- **Entries**
## start

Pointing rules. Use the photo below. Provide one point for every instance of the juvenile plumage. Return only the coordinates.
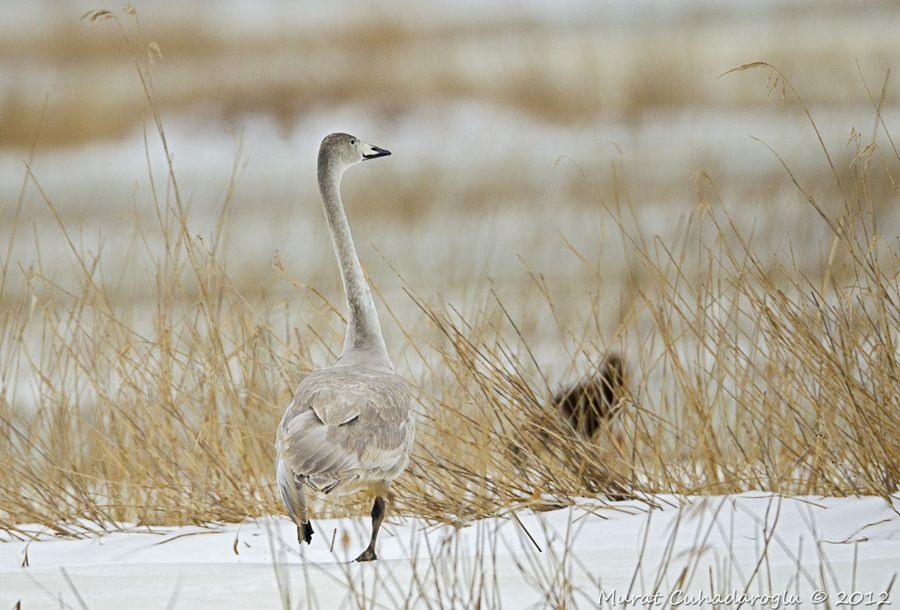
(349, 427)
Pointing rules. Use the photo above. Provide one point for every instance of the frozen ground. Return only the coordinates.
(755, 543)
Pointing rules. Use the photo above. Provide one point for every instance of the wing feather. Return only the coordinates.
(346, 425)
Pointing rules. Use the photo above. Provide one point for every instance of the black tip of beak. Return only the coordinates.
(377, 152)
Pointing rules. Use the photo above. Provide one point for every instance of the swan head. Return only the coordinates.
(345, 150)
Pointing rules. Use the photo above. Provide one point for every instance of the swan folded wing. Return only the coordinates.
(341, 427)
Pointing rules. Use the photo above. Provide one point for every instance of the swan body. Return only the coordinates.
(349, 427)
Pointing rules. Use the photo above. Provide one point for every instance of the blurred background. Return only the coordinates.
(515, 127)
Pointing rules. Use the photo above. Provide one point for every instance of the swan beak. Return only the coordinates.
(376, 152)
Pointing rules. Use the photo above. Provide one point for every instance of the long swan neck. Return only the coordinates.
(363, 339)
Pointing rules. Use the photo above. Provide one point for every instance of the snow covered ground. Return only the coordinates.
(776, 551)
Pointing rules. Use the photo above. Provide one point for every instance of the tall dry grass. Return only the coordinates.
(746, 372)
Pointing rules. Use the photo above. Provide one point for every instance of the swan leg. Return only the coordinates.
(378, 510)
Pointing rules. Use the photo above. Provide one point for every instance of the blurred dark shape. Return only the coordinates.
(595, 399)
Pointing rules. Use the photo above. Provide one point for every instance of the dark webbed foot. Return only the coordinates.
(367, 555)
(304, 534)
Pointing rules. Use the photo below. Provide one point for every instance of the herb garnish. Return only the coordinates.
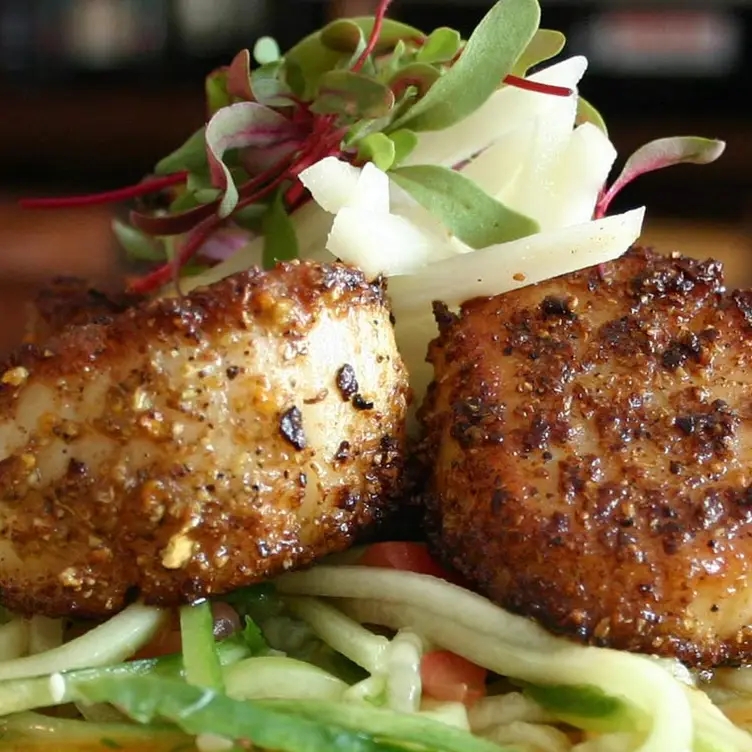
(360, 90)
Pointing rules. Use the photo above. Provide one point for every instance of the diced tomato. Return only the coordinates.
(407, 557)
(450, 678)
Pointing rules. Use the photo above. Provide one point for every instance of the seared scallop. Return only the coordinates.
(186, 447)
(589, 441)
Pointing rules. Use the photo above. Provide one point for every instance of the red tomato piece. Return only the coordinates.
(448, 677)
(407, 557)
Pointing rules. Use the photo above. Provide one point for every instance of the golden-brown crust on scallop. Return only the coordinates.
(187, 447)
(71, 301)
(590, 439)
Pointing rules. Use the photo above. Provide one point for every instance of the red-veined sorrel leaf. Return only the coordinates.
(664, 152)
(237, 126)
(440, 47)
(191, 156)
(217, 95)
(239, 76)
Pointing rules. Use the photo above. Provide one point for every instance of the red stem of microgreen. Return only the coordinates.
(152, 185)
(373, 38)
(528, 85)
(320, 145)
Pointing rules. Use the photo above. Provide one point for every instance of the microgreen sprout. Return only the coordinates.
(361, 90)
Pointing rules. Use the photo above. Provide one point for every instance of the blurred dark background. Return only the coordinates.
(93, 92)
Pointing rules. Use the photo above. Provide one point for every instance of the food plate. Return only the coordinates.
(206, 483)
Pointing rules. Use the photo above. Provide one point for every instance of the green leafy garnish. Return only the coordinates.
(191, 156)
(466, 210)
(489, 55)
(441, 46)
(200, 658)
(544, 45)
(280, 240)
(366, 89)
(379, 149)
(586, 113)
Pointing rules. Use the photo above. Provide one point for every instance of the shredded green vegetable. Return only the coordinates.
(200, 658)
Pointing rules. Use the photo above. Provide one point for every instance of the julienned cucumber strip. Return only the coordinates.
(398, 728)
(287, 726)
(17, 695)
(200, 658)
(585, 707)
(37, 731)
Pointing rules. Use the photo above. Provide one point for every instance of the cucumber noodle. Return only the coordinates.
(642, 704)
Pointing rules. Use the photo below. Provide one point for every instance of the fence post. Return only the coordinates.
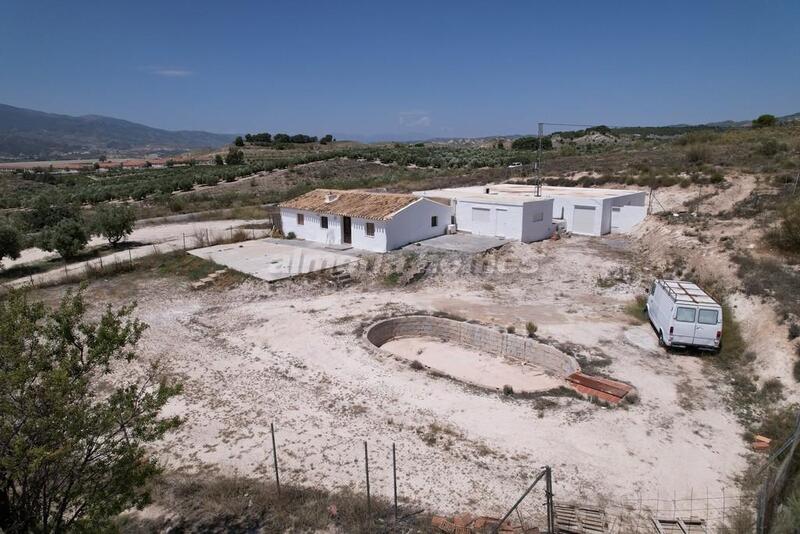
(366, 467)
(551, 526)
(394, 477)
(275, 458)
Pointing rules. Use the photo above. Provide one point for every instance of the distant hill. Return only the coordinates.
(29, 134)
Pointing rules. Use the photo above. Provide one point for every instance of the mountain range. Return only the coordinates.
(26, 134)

## end
## start

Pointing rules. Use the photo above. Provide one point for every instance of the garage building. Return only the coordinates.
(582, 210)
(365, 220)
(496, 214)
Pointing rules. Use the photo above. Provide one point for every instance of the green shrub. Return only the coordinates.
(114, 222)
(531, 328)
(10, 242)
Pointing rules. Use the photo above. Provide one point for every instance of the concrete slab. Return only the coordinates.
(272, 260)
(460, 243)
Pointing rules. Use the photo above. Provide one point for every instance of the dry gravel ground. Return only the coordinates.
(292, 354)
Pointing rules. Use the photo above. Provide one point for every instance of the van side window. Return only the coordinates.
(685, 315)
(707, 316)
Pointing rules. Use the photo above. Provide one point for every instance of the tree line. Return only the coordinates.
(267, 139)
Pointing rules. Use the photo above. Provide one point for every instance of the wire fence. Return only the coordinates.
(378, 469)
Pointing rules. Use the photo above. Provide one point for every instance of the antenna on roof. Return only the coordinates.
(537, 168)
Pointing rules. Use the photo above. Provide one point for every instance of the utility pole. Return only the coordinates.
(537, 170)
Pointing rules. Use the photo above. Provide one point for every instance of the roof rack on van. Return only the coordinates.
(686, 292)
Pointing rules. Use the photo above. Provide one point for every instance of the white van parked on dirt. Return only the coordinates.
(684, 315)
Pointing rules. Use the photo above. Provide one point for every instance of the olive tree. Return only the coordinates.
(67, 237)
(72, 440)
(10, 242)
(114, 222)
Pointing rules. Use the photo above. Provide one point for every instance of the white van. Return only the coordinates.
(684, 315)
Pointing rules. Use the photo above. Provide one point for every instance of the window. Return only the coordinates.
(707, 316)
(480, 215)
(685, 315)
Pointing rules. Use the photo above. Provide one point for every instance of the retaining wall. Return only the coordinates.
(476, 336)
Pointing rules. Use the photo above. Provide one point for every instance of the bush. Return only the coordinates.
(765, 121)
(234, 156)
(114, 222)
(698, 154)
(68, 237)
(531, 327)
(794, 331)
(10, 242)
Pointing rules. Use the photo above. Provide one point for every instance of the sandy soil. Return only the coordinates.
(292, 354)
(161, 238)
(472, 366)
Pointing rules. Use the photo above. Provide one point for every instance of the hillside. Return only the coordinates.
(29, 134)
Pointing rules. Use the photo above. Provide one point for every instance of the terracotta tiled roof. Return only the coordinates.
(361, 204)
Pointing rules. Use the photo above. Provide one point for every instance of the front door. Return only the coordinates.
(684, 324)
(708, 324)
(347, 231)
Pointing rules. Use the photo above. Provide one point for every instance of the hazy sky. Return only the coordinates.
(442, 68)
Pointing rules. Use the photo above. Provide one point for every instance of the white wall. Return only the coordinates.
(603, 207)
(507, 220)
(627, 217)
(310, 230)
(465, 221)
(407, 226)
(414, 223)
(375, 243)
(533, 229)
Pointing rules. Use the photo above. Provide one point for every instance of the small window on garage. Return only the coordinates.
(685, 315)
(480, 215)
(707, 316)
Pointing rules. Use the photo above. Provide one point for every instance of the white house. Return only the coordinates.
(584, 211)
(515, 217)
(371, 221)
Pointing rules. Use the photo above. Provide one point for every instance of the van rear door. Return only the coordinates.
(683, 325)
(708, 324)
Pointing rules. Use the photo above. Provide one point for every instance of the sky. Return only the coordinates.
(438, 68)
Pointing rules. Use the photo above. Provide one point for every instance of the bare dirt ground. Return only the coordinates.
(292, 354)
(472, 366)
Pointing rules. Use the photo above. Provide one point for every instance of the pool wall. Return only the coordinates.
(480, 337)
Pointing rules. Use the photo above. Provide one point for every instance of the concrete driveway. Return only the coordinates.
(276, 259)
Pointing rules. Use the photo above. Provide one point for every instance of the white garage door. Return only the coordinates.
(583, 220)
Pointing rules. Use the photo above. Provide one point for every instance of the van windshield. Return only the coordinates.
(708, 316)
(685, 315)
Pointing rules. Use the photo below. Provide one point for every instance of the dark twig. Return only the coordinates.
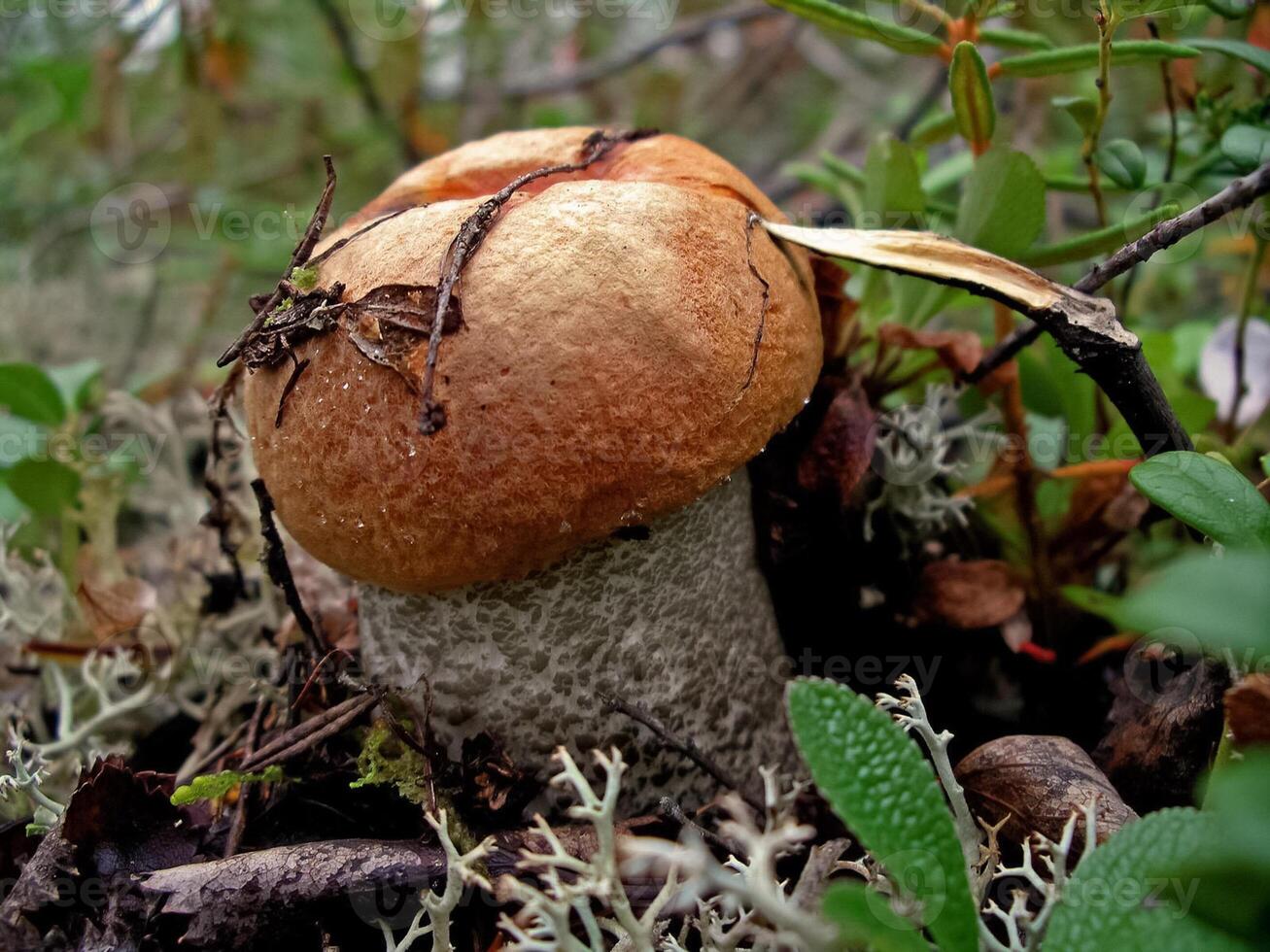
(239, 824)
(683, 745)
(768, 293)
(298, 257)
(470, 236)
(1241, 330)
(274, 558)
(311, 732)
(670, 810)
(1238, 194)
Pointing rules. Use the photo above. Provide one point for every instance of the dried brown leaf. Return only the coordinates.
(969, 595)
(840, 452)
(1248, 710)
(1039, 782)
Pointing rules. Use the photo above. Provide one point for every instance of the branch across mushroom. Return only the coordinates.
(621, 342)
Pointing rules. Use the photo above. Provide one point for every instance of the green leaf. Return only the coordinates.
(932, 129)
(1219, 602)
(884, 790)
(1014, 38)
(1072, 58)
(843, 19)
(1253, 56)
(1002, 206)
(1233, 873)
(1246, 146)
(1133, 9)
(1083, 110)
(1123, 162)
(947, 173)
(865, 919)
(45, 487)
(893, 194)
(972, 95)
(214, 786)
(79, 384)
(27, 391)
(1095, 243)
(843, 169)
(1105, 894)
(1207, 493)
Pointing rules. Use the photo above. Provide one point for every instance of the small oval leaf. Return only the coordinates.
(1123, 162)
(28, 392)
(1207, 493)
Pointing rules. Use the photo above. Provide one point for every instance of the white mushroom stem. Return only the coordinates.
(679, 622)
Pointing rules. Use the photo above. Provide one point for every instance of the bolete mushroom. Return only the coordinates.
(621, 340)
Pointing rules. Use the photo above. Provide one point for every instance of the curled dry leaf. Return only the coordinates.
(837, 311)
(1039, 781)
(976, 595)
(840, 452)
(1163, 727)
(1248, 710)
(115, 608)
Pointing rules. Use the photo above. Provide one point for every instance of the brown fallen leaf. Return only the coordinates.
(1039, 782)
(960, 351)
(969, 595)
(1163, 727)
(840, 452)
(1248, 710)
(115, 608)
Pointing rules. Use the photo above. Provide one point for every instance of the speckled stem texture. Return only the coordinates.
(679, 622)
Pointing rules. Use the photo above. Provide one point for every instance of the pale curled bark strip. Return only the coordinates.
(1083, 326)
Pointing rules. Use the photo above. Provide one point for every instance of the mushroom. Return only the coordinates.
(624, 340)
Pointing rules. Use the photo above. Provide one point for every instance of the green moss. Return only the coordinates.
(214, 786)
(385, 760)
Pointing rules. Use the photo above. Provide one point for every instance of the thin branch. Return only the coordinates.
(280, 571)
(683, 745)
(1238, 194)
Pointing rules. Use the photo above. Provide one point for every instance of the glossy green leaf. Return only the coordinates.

## end

- **Task description**
Write out the records unchanged, from the line containing "branch. Return only the coordinates." up to and including the line containing "glossy green leaf. Return only the coordinates.".

- **Task answer**
Pointing rules. Use the photo above. Provide one point for every instance of the thin branch. Return only the coordinates.
(280, 571)
(683, 745)
(1238, 194)
Pointing rules. Use the photo above. Provide one point for every instance of the glossy green leaf. Return only the coordinates.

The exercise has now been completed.